TASK DESCRIPTION: From the entries below, please gather each line containing the string "mouth".

DATA FOR THE TASK:
- Opening Delimiter -
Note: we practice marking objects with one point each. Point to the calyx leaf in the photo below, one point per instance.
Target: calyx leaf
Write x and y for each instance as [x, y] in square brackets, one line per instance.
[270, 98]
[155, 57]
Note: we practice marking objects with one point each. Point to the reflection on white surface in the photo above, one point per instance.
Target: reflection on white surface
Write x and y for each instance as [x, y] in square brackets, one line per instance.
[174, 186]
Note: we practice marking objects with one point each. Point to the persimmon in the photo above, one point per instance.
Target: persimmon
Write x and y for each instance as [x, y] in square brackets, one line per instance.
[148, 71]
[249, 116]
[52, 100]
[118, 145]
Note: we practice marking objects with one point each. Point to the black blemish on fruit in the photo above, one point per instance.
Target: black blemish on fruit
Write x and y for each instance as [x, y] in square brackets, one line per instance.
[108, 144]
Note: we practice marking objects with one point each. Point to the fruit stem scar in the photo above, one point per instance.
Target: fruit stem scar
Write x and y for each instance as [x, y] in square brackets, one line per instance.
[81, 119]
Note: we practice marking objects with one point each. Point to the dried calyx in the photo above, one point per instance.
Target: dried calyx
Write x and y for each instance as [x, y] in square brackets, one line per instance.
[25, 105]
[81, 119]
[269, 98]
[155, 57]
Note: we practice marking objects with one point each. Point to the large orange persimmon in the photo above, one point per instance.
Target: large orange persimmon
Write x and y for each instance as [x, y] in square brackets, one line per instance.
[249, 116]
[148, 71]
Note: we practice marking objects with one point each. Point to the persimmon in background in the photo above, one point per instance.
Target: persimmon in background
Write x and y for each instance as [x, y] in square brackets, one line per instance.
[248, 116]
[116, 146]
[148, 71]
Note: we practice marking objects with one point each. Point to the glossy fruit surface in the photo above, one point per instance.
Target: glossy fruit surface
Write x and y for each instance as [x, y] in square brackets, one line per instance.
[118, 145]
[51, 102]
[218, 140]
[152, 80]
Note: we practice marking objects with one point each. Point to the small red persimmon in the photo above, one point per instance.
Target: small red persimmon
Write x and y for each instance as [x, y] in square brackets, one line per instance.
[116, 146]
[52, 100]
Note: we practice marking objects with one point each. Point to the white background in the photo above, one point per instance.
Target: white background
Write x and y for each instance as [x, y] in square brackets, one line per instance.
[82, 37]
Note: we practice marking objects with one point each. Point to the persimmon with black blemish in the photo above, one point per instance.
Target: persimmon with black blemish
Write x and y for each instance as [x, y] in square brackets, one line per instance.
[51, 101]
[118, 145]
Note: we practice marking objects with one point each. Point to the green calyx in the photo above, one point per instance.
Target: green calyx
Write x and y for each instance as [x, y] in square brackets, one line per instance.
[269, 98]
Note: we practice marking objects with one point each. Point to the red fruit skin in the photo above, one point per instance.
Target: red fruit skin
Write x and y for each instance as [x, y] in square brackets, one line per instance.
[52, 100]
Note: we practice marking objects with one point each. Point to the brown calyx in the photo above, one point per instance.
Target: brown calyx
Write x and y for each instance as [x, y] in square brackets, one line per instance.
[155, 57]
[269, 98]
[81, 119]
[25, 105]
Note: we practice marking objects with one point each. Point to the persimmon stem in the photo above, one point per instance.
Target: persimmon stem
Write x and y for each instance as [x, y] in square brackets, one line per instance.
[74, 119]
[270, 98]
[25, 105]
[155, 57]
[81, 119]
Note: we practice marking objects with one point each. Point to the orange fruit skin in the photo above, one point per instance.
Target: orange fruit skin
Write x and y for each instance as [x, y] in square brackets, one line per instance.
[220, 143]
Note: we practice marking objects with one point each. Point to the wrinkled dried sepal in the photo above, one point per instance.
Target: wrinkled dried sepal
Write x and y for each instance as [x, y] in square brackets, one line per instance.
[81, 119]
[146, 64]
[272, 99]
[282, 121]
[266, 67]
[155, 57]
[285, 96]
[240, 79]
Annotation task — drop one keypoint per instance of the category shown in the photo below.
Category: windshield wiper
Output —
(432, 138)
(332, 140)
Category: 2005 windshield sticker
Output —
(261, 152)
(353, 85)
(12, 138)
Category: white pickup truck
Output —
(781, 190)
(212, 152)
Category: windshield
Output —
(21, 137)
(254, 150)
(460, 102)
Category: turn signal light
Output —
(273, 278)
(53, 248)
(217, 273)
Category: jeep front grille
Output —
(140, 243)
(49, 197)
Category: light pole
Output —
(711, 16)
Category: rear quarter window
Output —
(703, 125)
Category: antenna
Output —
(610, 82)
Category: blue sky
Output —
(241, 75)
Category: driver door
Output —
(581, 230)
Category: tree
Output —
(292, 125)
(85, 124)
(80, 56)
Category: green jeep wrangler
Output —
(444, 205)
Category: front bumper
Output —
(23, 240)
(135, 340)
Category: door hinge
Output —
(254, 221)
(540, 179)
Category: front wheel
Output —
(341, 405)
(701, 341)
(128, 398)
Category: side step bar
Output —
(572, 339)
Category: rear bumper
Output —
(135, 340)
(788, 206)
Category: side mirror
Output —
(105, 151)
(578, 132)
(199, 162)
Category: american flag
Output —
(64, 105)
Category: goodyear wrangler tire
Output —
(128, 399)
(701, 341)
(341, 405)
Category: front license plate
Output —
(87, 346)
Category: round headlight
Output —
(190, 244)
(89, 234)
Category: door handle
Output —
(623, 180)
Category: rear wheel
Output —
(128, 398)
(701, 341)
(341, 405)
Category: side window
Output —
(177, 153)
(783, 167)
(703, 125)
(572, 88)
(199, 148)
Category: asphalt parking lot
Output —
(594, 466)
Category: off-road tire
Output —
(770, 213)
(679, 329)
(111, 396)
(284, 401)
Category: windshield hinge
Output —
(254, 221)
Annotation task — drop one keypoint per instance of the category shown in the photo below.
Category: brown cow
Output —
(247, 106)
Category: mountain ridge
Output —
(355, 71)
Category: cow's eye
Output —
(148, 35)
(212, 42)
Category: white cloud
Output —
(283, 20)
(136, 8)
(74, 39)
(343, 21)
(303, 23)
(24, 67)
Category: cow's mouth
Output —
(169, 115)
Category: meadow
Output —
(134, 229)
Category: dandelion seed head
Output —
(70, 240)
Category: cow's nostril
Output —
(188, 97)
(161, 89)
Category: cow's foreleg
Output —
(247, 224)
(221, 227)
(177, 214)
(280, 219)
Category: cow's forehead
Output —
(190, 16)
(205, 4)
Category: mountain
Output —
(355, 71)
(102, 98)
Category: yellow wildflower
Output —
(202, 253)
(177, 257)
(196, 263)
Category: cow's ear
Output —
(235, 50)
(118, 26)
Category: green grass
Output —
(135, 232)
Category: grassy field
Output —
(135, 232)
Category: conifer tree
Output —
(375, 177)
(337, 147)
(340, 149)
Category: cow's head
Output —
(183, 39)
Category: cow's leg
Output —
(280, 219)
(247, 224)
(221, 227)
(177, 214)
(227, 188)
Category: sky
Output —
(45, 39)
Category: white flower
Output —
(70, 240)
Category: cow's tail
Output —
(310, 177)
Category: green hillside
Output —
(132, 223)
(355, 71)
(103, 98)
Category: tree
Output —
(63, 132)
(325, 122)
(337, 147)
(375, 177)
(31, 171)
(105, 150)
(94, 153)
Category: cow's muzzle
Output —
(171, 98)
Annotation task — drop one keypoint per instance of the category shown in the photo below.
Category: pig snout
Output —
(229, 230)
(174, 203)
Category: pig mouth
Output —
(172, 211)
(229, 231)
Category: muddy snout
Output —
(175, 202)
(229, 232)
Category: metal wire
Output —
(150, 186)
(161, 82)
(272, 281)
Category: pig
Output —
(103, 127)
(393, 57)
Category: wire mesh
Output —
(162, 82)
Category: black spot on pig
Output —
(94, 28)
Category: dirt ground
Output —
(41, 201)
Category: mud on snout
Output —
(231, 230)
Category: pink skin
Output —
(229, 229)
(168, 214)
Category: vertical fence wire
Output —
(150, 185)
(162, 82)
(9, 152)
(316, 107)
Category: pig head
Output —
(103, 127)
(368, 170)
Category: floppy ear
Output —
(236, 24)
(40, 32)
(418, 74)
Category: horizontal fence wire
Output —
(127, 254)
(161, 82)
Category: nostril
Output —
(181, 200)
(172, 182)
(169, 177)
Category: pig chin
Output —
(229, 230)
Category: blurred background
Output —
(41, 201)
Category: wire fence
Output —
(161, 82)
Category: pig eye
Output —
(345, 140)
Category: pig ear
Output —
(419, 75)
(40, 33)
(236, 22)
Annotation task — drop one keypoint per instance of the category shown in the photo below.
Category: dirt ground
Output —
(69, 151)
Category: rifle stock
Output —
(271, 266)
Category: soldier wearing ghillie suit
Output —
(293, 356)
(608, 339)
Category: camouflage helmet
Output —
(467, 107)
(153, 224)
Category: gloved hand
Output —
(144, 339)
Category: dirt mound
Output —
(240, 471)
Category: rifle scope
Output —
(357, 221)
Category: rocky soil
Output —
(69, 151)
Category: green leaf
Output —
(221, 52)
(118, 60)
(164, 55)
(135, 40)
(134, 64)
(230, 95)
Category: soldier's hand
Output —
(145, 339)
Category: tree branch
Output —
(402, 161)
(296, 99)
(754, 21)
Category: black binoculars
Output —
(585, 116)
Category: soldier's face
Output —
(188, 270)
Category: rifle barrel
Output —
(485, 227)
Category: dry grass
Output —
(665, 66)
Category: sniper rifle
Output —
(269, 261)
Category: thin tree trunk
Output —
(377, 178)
- Closing Delimiter -
YOUR SOLUTION:
Category: cow's mouth
Category: pig mouth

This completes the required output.